Glutathione and thioredoxin antioxidant pathways synergize to drive cancer initiation and progression.

February 09, 2015 By:
  • Harris IS
  • Treloar AE
  • Inoue S
  • Sasaki M
  • Gorrini C
  • Lee KC
  • Yung KY
  • Brenner D
  • Knobbe-Thomsen CB
  • Cox MA
  • Elia A
  • Berger T
  • Cescon DW
  • Adeoye A
  • Brustle A
  • Molyneux SD
  • Mason JM
  • Li WY
  • Yamamoto K
  • Wakeham A
  • Berman HK
  • Khokha R
  • Done SJ
  • Kavanagh TJ
  • Lam CW
  • Mak TW.

Controversy over the role of antioxidants in cancer has persisted for decades. Here, we demonstrate that synthesis of the antioxidant glutathione (GSH), driven by GCLM, is required for cancer initiation. Genetic loss of Gclm prevents a tumor's ability to drive malignant transformation. Intriguingly, these findings can be replicated using an inhibitor of GSH synthesis, but only if delivered prior to cancer onset, suggesting that at later stages of tumor progression GSH becomes dispensable potentially due to compensation from alternative antioxidant pathways. Remarkably, combined inhibition of GSH and thioredoxin antioxidant pathways leads to a synergistic cancer cell death in vitro and in vivo, demonstrating the importance of these two antioxidants to tumor progression and as potential targets for therapeutic intervention.

☆ ☆ ☆ ☆ ☆

Rewrite the stretch of the glutathione abstract from "Controversy over the" through "for therapeutic intervention.", putting "Interestingly" in place of "Intriguingly".

☆ ☆ ☆ ☆ ☆

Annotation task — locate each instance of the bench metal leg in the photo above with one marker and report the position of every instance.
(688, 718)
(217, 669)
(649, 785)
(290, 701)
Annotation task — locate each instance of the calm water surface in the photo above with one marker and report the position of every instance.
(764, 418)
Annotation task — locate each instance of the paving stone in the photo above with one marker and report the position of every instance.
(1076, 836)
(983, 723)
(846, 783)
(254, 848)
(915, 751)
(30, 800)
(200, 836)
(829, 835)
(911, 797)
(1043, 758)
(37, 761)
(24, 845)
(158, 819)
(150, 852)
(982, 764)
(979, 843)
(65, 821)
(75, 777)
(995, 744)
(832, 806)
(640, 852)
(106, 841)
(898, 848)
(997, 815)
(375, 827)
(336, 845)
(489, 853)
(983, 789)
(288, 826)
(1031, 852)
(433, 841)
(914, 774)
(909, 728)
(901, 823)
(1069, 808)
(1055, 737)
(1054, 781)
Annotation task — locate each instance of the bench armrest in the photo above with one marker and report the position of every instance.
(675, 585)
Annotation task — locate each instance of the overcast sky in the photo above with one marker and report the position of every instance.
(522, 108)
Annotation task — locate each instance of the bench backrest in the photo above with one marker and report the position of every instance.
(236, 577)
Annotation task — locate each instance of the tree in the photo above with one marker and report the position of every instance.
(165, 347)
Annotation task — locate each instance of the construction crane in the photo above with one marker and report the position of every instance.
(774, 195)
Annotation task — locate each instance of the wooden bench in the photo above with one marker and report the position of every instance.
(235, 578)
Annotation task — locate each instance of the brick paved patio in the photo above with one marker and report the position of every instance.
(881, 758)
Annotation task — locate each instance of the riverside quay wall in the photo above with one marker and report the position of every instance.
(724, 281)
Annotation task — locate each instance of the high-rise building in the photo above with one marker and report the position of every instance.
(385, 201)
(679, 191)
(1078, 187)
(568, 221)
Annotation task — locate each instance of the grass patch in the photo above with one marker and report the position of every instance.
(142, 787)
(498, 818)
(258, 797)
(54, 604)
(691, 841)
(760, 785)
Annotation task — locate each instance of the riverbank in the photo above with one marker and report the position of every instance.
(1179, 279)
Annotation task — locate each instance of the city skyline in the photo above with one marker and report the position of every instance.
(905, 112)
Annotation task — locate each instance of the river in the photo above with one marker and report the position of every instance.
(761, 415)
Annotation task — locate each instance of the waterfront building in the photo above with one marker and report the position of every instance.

☆ ☆ ☆ ☆ ☆

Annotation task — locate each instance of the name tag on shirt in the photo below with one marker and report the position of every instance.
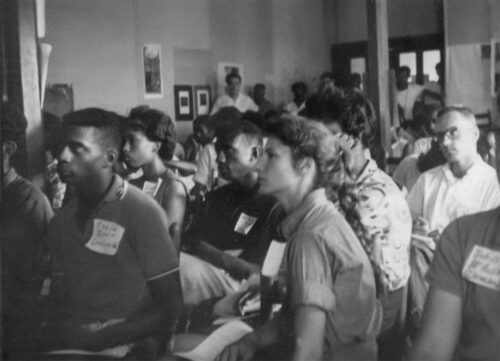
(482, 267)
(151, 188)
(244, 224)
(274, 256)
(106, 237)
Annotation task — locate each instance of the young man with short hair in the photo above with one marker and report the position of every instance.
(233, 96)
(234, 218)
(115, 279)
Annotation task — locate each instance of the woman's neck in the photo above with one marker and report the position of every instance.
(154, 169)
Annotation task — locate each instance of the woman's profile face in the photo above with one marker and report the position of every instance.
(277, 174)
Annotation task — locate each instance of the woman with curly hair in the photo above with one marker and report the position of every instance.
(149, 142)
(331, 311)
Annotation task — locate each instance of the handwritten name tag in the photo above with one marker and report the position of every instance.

☆ ☆ ☆ ☆ ☆

* [Reply to the exercise]:
Controversy over the role of antioxidants in cancer has persisted for decades. Here, we demonstrate that synthesis of the antioxidant glutathione (GSH), driven by GCLM, is required for cancer initiation. Genetic loss of Gclm prevents a tumor's ability to drive malignant transformation. Interestingly, these findings can be replicated using an inhibitor of GSH synthesis, but only if delivered prior to cancer onset, suggesting that at later stages of tumor progression GSH becomes dispensable potentially due to compensation from alternative antioxidant pathways. Remarkably, combined inhibition of GSH and thioredoxin antioxidant pathways leads to a synergistic cancer cell death in vitro and in vivo, demonstrating the importance of these two antioxidants to tumor progression and as potential targets for therapeutic intervention.